Recast the lines of the records below as a JSON list of strings, one string per line and blank lines omitted, covering everything from the line containing "like x=234 y=330." down to the line containing "x=559 y=130", both included.

Stored records.
◆ ◆ ◆ ◆ ◆
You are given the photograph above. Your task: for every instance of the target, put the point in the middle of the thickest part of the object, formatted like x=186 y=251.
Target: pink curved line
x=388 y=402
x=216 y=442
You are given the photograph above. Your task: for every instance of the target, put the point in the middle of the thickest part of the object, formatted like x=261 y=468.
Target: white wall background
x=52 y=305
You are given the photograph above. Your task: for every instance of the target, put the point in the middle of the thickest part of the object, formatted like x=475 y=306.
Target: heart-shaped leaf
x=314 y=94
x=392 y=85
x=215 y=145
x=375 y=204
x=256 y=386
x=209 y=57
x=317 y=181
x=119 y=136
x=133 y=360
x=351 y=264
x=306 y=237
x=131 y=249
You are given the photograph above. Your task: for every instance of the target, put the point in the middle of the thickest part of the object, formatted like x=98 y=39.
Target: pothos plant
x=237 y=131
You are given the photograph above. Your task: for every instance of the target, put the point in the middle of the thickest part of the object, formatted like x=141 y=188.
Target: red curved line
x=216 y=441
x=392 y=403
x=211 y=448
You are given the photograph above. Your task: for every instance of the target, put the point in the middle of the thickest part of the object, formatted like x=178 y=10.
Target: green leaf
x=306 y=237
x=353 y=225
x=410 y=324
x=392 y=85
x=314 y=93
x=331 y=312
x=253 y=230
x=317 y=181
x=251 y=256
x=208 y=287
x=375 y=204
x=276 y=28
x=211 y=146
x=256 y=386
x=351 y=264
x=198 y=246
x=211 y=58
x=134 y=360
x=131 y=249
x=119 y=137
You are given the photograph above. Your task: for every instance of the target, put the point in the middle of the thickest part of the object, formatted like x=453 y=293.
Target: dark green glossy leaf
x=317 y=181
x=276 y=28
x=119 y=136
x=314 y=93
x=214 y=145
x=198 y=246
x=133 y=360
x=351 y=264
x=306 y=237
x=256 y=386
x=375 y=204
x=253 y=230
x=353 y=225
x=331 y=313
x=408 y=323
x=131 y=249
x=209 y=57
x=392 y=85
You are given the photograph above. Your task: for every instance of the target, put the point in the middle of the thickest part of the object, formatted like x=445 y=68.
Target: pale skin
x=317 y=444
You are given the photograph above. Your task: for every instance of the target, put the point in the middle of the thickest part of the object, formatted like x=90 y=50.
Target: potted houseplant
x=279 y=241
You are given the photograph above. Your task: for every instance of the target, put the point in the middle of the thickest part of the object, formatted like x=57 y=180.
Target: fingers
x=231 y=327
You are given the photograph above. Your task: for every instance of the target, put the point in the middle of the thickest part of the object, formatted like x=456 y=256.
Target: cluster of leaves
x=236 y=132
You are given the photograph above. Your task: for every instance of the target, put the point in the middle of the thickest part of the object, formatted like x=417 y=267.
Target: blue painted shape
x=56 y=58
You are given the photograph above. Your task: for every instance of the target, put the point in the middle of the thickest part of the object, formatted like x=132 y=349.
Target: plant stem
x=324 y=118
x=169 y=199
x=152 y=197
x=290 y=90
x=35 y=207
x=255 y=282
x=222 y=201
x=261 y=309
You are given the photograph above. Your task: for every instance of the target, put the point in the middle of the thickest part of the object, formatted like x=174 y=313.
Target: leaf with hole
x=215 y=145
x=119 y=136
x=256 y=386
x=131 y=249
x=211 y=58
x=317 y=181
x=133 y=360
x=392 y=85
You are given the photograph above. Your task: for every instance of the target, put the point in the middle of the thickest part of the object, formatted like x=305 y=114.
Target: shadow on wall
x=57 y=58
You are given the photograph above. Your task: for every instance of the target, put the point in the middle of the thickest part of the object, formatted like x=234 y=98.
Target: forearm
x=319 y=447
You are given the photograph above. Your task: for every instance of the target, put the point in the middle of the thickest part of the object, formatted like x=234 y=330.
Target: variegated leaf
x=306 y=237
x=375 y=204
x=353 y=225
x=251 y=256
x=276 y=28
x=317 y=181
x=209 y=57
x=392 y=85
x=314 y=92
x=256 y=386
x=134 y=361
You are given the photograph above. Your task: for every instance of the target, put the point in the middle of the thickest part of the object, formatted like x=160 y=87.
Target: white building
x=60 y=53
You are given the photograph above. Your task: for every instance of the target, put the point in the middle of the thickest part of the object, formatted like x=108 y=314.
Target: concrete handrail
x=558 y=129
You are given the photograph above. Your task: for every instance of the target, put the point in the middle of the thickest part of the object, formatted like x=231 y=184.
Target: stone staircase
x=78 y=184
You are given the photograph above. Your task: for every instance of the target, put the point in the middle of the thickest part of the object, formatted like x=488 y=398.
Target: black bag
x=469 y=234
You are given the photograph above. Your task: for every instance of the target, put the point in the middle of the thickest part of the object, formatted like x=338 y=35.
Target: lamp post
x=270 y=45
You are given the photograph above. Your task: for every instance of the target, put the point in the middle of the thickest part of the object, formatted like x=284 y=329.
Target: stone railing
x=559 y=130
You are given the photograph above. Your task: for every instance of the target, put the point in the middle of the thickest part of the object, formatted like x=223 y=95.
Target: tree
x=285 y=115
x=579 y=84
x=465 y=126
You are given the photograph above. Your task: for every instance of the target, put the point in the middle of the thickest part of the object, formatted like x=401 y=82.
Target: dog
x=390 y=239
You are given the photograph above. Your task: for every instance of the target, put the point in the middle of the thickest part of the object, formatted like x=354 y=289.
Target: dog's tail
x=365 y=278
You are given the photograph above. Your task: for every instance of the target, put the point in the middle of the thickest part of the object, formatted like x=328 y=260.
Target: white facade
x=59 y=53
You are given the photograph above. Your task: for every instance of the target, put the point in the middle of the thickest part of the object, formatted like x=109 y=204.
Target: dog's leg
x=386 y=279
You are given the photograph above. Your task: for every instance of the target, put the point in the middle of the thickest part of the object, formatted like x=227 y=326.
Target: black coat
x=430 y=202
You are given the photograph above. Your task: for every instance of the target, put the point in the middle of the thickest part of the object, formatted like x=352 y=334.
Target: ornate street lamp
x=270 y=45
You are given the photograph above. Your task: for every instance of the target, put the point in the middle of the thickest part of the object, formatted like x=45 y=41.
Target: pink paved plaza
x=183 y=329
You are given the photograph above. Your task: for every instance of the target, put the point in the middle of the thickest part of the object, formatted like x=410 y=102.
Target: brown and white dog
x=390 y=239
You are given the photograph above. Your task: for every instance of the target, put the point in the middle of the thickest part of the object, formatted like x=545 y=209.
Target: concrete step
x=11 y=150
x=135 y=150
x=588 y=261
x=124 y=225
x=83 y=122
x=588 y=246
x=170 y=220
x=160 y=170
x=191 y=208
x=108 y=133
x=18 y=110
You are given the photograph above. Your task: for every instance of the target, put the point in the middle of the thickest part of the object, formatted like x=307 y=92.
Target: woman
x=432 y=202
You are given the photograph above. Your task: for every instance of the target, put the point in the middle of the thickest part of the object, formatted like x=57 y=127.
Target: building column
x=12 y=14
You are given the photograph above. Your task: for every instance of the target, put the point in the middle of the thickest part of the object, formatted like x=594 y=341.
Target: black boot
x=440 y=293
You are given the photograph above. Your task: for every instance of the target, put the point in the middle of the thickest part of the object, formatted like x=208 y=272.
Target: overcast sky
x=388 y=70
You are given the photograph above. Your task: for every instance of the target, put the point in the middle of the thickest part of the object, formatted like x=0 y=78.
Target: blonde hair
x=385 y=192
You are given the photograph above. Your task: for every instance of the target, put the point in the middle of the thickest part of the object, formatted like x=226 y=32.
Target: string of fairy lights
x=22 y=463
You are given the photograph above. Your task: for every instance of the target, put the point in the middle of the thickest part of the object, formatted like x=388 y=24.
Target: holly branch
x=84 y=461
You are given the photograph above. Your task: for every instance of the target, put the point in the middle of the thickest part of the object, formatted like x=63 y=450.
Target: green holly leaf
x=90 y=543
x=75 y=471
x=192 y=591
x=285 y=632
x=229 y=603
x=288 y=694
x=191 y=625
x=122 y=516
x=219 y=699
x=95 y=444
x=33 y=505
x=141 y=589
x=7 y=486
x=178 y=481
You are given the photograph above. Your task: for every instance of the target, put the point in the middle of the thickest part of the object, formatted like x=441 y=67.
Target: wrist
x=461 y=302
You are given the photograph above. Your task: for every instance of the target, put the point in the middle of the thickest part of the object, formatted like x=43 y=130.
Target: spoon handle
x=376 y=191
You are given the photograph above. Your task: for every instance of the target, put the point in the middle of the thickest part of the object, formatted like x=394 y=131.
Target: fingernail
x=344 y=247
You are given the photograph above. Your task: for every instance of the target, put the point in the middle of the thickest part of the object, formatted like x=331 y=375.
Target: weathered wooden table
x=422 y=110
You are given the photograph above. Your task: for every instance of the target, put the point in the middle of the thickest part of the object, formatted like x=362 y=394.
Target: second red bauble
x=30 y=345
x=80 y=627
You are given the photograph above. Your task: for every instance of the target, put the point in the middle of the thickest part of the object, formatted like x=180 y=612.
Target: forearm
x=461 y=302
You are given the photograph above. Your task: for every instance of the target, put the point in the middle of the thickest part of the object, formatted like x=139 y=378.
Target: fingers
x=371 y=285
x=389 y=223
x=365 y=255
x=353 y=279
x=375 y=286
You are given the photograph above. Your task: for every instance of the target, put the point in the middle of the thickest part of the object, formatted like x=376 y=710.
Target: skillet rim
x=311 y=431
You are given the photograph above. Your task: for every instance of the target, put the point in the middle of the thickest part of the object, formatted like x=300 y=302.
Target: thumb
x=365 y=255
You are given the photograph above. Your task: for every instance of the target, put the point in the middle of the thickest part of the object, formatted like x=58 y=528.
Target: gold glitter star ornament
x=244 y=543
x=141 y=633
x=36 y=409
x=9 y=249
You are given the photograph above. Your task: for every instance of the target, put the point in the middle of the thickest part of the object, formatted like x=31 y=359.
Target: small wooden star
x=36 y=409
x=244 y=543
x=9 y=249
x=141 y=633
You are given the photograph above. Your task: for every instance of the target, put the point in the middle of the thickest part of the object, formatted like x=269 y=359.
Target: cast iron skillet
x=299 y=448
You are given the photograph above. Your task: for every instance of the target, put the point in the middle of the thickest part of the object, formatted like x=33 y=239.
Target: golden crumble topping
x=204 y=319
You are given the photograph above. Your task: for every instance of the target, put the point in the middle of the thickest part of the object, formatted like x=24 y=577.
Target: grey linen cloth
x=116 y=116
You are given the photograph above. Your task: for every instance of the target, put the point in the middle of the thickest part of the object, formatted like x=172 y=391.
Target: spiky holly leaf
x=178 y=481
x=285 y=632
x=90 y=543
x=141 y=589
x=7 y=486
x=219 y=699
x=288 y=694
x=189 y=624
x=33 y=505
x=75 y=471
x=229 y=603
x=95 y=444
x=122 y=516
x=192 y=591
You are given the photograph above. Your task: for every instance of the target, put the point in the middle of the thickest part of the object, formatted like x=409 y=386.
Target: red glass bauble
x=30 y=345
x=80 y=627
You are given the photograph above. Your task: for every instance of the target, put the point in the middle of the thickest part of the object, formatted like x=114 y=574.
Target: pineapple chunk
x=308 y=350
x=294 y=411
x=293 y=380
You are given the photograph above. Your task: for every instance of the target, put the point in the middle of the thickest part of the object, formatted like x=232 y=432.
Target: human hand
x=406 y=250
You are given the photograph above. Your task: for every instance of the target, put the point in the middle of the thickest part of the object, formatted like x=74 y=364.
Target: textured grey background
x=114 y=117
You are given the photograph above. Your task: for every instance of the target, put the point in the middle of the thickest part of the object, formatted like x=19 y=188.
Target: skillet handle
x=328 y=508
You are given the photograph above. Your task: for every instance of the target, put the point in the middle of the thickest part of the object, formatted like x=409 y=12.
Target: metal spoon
◆ ◆ ◆ ◆ ◆
Final answer.
[
  "You are given the photograph above. Your task: for every instance of the target, put the point in the middle of the thickest part of the object, formatted like x=234 y=330.",
  "Target: variegated leaf",
  "x=306 y=237",
  "x=375 y=204",
  "x=353 y=225",
  "x=251 y=256",
  "x=276 y=28",
  "x=317 y=181",
  "x=209 y=57",
  "x=392 y=85",
  "x=314 y=92",
  "x=256 y=386",
  "x=134 y=361",
  "You are given the photograph above. Your task: for every instance of the target, put the point in the middle of the thickest part of the object, formatted like x=160 y=87.",
  "Target: white building",
  "x=60 y=53",
  "You are given the photograph above. Your task: for every instance of the target, put the point in the middle of the thickest part of the object, formatted like x=108 y=314.",
  "Target: concrete handrail",
  "x=558 y=129",
  "You are given the photograph above. Your task: for every instance of the target, put the point in the middle of the thickest part of the object, formatted like x=231 y=184.",
  "Target: stone staircase",
  "x=78 y=184",
  "You are given the photograph above. Your task: for every instance of the target, put the point in the middle of the thickest part of the object, formatted like x=488 y=398.",
  "Target: black bag",
  "x=469 y=234",
  "You are given the photograph above. Your task: for every instance of the target, put the point in the middle of the thickest part of the object, formatted like x=338 y=35.",
  "Target: lamp post",
  "x=270 y=45",
  "You are given the photograph above. Your task: for every instance of the target, put the point in the middle of the thickest part of the object, formatted like x=284 y=329.",
  "Target: stone railing",
  "x=559 y=130"
]